Stored entries:
□ □ □ □ □

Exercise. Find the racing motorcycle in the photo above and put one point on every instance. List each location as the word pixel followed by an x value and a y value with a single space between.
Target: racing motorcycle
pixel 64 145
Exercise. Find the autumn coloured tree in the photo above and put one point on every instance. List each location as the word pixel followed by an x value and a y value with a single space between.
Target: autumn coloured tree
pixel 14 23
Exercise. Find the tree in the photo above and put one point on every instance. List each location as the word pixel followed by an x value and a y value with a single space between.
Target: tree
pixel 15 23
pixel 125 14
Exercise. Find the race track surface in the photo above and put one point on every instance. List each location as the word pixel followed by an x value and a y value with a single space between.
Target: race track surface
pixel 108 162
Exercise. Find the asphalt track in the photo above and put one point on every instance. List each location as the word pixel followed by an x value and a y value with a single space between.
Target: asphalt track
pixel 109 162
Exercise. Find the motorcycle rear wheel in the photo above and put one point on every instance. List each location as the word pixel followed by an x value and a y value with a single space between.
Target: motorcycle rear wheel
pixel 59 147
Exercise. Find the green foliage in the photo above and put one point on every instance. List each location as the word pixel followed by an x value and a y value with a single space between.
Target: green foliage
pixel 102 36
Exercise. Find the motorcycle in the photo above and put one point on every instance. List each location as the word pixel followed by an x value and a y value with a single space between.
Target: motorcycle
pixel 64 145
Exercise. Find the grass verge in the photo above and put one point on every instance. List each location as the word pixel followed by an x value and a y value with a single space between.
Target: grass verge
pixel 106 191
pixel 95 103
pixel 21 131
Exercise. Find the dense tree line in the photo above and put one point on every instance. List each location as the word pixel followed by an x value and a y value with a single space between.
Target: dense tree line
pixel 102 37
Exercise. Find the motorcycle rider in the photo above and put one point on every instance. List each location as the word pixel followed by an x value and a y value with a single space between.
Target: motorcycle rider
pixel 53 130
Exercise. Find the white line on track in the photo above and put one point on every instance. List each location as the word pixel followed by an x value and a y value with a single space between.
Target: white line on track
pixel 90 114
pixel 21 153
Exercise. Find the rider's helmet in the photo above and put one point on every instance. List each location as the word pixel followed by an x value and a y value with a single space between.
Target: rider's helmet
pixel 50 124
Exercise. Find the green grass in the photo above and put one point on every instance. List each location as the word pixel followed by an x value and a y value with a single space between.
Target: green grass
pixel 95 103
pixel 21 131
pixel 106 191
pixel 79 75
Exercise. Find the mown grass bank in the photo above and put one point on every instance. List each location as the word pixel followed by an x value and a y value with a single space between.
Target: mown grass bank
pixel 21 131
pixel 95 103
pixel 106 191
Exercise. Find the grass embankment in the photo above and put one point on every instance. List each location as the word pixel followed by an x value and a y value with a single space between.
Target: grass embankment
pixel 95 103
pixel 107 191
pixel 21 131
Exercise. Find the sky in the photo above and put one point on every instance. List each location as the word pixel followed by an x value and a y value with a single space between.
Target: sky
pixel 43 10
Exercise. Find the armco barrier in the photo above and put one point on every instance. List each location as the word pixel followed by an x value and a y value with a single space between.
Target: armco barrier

□ □ □ □ □

§ **Prompt**
Reproduce every line of the material above word for word, from start to finish.

§ **Solution to this exercise**
Exercise. Find the racing motorcycle in the photo above and put one point on every instance. List each location as the word pixel followed by an x value and a y value with a single space between.
Target: racing motorcycle
pixel 64 145
Exercise. Find the autumn coloured tree in the photo above and put one point on every instance. List each location as the word pixel followed by an x value and a y value with a single space between.
Target: autumn coloured tree
pixel 14 23
Exercise. Find the tree in the photo above and put one point on every instance. List each location as the word pixel followed by an x value and a y value with a single space between.
Target: tree
pixel 15 23
pixel 125 14
Exercise. Find the race track surface in the photo above and put one point on every instance. List each location as the word pixel followed by an x value and a y value with a single space between.
Target: race track surface
pixel 108 162
Exercise. Find the asphalt track in the photo above and put one point on every instance. List each location as the word pixel followed by an x value and a y value with a single space between.
Target: asphalt track
pixel 109 162
Exercise. Find the motorcycle rear wheel in the photo above and put one point on every instance. List each location as the word pixel followed by an x value and a y value with a single space between.
Target: motorcycle rear wheel
pixel 59 147
Exercise. Find the green foliage in the photo above and put one point on every instance. List each location as the word pixel followed by an x value and a y value with a single space between.
Target: green foliage
pixel 102 36
Exercise. Find the motorcycle in the photo above and put one point on every instance. List each location as the word pixel followed by an x value and a y value with a single space between.
Target: motorcycle
pixel 64 145
Exercise. Find the grass verge in the photo above and put one point on every instance. List each location as the word pixel followed by an x value and a y value with a single space between.
Target: grass verge
pixel 106 191
pixel 95 103
pixel 21 131
Exercise. Find the dense tree line in the photo above and put one point on every instance. List each location as the word pixel followed by an x value and a y value with a single space between.
Target: dense tree line
pixel 102 37
Exercise. Find the motorcycle rider in the photo above and put one point on every instance. List each location as the word pixel followed by an x value and a y value with a single space between.
Target: motorcycle rider
pixel 53 130
Exercise. Find the white line on track in the photo above and put one point on every instance. List each location as the word pixel followed by an x value and a y value with a single space between.
Target: white line on track
pixel 90 114
pixel 21 153
Exercise. Find the rider's helmet in the photo above and put one point on every instance. List each location as the word pixel followed by an x value and a y value with a single space between.
Target: rider's helmet
pixel 50 124
Exercise. Find the green grass in the photo above and put one point on every instance. List each location as the word pixel followed by an x value and a y value with a single space between.
Target: green grass
pixel 95 103
pixel 21 131
pixel 106 191
pixel 79 75
Exercise. Find the mown grass bank in the photo above and put one point on every instance. List each location as the word pixel followed by an x value and a y value with a single space between.
Target: mown grass bank
pixel 21 131
pixel 95 103
pixel 106 191
Exercise. Find the grass embankment in the photo above and put one point on every instance. List each location as the word pixel followed by an x value and a y value with a single space between.
Target: grass embankment
pixel 95 103
pixel 107 191
pixel 21 131
Exercise. Find the sky in the photo above and put one point on every instance. List each location as the word pixel followed by an x value and a y value with a single space between.
Target: sky
pixel 43 10
Exercise. Find the armco barrier in the photo above and put one point on every instance. List each location as the word pixel followed by an x value and a y value with a single space between.
Target: armco barrier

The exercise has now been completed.